## Stated goal:
Find every line in the rows below that contains the string "handle", and copy each of those lines.

## Material for this exercise:
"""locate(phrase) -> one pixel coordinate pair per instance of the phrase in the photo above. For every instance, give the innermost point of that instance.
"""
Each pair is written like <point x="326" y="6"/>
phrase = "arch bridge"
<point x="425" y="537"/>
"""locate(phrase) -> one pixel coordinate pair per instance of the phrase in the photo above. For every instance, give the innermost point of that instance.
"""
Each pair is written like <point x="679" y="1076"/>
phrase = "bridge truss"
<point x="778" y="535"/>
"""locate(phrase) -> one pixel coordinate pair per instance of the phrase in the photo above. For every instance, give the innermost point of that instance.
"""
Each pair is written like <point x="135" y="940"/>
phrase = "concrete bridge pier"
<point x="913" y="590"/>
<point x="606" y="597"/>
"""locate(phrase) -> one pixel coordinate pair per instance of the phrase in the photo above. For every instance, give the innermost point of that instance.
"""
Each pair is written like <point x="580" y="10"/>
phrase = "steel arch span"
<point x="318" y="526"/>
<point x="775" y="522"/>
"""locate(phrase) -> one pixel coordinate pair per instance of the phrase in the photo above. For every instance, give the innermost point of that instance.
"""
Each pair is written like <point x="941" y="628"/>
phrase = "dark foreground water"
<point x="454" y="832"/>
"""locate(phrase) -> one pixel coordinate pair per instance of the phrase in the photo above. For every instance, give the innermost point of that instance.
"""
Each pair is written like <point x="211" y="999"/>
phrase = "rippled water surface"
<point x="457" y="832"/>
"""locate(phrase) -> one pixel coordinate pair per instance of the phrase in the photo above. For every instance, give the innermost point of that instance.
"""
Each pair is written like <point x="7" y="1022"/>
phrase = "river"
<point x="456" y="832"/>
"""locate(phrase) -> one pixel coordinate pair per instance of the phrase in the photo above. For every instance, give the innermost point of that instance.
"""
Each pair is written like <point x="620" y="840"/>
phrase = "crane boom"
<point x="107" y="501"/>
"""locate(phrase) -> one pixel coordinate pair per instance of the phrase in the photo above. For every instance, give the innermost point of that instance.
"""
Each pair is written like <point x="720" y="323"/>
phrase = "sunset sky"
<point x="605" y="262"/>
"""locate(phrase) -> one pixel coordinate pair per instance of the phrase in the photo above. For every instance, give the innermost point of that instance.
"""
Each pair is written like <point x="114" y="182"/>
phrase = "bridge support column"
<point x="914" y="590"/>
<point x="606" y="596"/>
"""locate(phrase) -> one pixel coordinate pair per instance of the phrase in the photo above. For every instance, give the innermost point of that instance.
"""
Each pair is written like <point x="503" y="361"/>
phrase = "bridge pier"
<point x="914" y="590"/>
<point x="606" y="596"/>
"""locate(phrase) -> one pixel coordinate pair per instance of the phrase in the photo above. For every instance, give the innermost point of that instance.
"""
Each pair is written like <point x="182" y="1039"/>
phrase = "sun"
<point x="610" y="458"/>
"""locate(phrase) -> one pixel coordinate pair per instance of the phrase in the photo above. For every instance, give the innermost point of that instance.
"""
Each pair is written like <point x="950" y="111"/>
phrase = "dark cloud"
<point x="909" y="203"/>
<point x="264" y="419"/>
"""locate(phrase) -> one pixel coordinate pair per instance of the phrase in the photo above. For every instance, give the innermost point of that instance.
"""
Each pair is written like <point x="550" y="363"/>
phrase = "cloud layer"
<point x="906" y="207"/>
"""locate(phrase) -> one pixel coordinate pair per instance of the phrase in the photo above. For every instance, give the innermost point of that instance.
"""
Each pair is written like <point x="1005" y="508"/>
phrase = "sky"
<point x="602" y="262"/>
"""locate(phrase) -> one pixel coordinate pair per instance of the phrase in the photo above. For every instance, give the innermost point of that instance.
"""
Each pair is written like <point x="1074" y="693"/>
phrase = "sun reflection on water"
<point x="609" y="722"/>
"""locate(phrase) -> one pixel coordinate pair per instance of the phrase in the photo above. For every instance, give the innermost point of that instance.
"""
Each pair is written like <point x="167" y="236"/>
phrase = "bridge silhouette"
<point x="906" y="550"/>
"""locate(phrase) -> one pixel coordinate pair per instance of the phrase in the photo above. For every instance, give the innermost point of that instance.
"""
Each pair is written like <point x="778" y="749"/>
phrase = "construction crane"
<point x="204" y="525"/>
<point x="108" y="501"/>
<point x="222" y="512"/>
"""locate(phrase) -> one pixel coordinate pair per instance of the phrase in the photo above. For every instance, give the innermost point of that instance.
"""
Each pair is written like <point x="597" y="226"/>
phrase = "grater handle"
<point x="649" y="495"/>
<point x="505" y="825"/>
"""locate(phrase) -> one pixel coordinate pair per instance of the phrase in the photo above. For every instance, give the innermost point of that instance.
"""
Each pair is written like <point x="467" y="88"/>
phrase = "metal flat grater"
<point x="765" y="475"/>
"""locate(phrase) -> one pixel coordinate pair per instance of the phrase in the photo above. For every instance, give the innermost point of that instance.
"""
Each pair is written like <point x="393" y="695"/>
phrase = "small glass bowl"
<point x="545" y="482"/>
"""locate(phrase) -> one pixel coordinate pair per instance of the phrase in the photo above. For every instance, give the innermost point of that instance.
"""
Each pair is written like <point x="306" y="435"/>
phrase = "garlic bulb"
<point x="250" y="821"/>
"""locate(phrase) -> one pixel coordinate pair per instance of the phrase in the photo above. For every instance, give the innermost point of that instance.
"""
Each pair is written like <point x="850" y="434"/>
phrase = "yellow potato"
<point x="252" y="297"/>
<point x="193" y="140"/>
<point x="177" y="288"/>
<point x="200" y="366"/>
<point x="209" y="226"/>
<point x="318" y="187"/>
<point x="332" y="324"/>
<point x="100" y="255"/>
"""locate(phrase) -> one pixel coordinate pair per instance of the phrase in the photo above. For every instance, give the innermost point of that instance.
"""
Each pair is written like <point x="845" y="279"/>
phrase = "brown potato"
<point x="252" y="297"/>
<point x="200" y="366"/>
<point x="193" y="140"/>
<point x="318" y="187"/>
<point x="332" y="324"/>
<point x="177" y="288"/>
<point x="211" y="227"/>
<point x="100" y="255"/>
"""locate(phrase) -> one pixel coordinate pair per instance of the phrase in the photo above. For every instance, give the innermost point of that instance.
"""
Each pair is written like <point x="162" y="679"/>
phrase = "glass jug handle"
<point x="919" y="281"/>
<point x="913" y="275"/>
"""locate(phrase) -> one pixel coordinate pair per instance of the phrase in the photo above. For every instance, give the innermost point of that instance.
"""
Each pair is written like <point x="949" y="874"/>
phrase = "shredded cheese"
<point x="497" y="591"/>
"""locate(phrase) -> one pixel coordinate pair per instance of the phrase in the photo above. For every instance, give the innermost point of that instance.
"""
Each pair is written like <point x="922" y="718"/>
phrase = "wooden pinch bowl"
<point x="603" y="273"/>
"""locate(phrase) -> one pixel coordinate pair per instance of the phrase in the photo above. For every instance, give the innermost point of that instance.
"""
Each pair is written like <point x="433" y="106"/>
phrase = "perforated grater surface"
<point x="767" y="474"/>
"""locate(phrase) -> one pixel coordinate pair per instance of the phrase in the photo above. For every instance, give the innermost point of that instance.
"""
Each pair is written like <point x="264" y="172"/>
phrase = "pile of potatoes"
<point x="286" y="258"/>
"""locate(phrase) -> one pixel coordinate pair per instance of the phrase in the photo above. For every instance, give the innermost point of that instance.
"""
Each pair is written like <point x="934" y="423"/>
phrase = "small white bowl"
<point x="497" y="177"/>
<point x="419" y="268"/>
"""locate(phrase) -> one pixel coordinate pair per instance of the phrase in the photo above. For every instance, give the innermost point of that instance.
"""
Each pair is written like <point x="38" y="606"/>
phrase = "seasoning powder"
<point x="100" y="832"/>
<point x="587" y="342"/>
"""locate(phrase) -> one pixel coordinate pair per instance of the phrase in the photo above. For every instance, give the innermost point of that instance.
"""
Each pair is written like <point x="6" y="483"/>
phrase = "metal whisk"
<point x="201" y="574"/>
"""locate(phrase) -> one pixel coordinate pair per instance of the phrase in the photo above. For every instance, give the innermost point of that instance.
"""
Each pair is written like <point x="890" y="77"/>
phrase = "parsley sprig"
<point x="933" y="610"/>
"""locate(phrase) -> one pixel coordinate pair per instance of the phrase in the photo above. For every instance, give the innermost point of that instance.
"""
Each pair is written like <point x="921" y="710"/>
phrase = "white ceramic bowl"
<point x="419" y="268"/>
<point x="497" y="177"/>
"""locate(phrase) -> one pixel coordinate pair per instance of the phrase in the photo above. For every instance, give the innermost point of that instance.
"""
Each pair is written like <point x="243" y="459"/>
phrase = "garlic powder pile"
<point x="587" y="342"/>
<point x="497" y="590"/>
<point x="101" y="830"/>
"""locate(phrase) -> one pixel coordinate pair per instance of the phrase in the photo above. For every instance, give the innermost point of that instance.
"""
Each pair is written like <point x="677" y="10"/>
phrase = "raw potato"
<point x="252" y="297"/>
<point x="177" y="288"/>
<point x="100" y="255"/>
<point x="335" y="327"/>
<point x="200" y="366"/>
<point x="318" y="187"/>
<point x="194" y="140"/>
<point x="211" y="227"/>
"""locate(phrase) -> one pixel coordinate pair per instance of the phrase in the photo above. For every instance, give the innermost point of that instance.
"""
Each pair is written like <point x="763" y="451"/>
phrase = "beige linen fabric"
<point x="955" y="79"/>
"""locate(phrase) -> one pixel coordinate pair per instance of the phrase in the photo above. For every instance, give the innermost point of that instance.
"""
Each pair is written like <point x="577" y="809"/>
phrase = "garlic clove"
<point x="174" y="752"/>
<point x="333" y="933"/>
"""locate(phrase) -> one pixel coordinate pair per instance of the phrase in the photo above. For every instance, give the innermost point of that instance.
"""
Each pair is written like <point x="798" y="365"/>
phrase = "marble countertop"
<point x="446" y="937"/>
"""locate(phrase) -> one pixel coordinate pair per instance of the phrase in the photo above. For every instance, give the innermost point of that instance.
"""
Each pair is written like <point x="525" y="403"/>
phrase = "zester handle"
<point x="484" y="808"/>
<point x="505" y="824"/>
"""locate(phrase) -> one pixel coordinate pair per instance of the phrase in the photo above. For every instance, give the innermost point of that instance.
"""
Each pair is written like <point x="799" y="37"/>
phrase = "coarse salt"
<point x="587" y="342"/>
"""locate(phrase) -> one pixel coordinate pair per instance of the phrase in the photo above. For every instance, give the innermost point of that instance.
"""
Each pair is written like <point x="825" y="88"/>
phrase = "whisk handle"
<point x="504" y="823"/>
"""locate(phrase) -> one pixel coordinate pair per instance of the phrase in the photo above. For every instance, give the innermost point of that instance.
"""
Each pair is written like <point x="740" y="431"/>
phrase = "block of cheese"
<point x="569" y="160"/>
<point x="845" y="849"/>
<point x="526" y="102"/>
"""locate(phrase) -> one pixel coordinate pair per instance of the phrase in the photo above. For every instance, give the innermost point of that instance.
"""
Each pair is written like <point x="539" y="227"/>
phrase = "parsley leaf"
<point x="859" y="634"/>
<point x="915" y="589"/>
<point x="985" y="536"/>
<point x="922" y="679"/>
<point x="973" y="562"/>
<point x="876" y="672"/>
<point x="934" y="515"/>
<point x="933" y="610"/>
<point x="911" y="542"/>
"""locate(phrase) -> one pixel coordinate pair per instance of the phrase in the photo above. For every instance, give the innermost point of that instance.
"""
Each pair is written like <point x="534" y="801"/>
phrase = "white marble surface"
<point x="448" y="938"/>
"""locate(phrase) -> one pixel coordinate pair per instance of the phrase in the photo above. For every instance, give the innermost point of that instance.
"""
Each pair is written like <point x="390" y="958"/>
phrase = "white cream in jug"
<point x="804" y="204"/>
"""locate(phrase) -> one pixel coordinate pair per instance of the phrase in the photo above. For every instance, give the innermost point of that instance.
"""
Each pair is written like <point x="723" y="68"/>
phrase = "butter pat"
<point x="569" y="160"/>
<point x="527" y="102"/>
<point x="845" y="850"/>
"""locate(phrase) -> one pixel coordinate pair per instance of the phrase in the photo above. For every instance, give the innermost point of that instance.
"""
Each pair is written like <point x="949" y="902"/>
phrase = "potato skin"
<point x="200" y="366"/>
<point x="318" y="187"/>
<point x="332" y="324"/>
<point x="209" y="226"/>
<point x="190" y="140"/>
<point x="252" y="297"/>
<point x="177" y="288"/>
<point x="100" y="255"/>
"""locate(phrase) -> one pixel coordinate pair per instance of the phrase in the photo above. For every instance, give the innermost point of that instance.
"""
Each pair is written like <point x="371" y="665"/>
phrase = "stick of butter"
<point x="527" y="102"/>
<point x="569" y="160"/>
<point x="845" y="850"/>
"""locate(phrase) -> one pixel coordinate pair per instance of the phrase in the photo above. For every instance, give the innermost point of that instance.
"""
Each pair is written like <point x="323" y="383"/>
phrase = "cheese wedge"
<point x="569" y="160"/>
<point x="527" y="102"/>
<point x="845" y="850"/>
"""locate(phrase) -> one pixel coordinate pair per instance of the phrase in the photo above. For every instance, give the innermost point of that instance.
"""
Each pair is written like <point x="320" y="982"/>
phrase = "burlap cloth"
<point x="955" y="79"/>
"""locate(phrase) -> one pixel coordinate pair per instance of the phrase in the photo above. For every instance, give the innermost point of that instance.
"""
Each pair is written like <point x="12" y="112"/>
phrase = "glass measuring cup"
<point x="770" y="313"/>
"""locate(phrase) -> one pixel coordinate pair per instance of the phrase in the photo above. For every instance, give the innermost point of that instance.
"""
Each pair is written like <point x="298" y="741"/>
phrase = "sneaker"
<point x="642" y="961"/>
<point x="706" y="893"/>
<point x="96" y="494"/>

## Result below:
phrase = "grater handle"
phrase = "glass jug handle"
phrase = "zester handle"
phrase = "whisk handle"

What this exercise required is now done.